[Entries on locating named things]
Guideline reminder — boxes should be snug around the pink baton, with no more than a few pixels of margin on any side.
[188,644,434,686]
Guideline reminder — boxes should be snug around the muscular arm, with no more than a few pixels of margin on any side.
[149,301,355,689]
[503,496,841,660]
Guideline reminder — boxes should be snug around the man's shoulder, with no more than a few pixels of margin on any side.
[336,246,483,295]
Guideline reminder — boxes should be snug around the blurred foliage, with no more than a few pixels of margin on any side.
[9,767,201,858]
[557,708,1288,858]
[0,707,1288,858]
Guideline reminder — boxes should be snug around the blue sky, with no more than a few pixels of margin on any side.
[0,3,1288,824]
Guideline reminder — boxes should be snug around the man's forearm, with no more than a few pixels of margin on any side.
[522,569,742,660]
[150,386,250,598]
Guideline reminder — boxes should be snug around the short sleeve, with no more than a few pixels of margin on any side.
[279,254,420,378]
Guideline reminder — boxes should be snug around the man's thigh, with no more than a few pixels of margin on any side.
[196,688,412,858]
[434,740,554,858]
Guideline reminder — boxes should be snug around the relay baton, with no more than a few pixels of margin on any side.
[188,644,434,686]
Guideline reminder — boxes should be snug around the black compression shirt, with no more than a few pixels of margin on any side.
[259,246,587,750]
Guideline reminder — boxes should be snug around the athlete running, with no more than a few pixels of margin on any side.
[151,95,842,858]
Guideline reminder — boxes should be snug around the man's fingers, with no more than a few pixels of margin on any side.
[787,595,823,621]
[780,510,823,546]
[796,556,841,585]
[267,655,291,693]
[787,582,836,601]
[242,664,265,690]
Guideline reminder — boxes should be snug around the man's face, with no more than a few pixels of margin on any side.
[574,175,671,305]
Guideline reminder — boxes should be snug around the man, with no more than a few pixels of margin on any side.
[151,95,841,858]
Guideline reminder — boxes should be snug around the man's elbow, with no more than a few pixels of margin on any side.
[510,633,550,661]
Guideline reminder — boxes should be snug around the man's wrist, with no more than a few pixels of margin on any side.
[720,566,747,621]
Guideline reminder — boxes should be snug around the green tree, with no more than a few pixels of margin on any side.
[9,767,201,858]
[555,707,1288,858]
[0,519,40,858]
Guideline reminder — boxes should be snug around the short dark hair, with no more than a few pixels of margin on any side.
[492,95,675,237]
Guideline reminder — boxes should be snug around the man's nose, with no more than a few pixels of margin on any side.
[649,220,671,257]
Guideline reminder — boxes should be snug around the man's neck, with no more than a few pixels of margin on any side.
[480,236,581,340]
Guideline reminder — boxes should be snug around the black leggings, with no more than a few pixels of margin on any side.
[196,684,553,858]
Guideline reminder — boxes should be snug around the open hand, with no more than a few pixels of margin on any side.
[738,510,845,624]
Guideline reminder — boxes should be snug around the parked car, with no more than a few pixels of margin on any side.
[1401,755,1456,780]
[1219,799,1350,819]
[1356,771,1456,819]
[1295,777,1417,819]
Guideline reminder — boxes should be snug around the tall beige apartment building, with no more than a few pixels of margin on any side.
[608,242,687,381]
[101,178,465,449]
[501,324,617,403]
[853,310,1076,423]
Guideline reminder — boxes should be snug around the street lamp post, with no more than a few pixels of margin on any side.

THE PROBLEM :: Output each line of the records above as a JSON list of strings, one string per line, with blank lines omitted.

EXERCISE ANSWER ::
[
  "Guideline reminder — boxes should be snug around the pink baton, with no more than a few pixels of margin on any side.",
  "[188,644,434,686]",
  "Guideline reminder — boxes should be snug around the muscular arm, with no more than a few pixels of margin on any side.",
  "[149,301,355,689]",
  "[503,496,841,660]",
  "Guideline reminder — boxes should be snug around the man's shoulder, with no more than a few pixels of margin on any side.",
  "[336,246,483,295]",
  "Guideline reminder — boxes should be snug around the blurred foliage, with no more than a few pixels of margin on any side.",
  "[9,767,201,858]",
  "[557,708,1288,858]",
  "[0,707,1288,858]",
  "Guideline reminder — boxes should be snug around the blue sky, with no more than a few pixels of margin on any side.",
  "[0,3,1288,824]",
  "Guideline reminder — boxes should be snug around the man's forearm, with no more than a few pixels of margin on any side.",
  "[522,569,742,660]",
  "[150,386,250,598]",
  "Guideline reminder — boxes should be snug around the short sleeve, with no more than a few pixels of margin on any side.",
  "[279,254,420,378]",
  "Guideline reminder — boxes should be snug around the man's thigh, with no more than a few pixels of margin on any side.",
  "[196,688,412,858]",
  "[434,740,554,858]",
  "Guideline reminder — boxes should be snug around the relay baton, with no more than a few pixels of margin on any side.",
  "[188,644,434,686]",
  "Guideline reminder — boxes should be snug around the black compression shirt, with no more than a few pixels of margin on any side.",
  "[259,246,587,750]",
  "Guideline reminder — boxes should be snug around the athlete running, with no more than a few pixels of margin on any side.",
  "[151,95,842,858]",
  "Guideline reminder — boxes should be snug around the man's fingers, with no more than a few pixels of margin on any side.",
  "[787,595,823,621]",
  "[780,510,823,546]",
  "[796,556,841,585]",
  "[267,655,291,693]",
  "[787,582,836,601]",
  "[242,664,265,690]",
  "Guideline reminder — boxes should be snug around the man's face, with no more than a few pixels of margin on any side.",
  "[574,175,671,305]",
  "Guideline reminder — boxes should be snug around the man, with no more than a few pixels of margin on any side.",
  "[151,95,841,858]",
  "Guideline reminder — boxes should be snug around the man's elbow, with no more than a few pixels of margin on any side.",
  "[510,633,550,661]",
  "Guideline reminder — boxes should be snug around the man's wrist, with no more than a few pixels of margin on any side.",
  "[720,566,747,621]",
  "Guideline reminder — boxes should be snug around the green tree, with no more than a few pixels of margin on any side.",
  "[9,767,201,858]",
  "[555,707,1288,858]",
  "[0,519,40,858]",
  "Guideline reminder — boxes should be snug around the short dark hair, with no more than a few pixels of margin on any side.",
  "[492,95,675,237]",
  "Guideline reminder — boxes should be snug around the man's nose, with no more than a few pixels of margin on any side.",
  "[649,220,671,257]",
  "Guideline reminder — boxes should be snug around the man's neck, with no more than a few pixels of margin on any side.",
  "[480,236,581,340]",
  "Guideline reminder — boxes should be snug around the black leggings, with no more than a few pixels of margin on any side.",
  "[196,684,553,858]",
  "Guideline reminder — boxes should be snug around the open hand, with no more than a few pixels of margin on any side.",
  "[738,510,845,624]",
  "Guideline reminder — boxes should be snug around the parked car, with no more than a few pixels of margin on any side.",
  "[1401,755,1456,780]",
  "[1219,799,1350,819]",
  "[1356,771,1456,819]",
  "[1295,777,1417,819]",
  "Guideline reminder — boxes should be snug around the tall beige apartment building, with no more than a few pixels of margin on any side.",
  "[608,242,687,381]",
  "[101,178,465,449]",
  "[501,324,617,403]",
  "[853,310,1076,423]",
  "Guideline reminder — boxes should be snug around the street lamp post, with no more than a few pixels of margin on any side."
]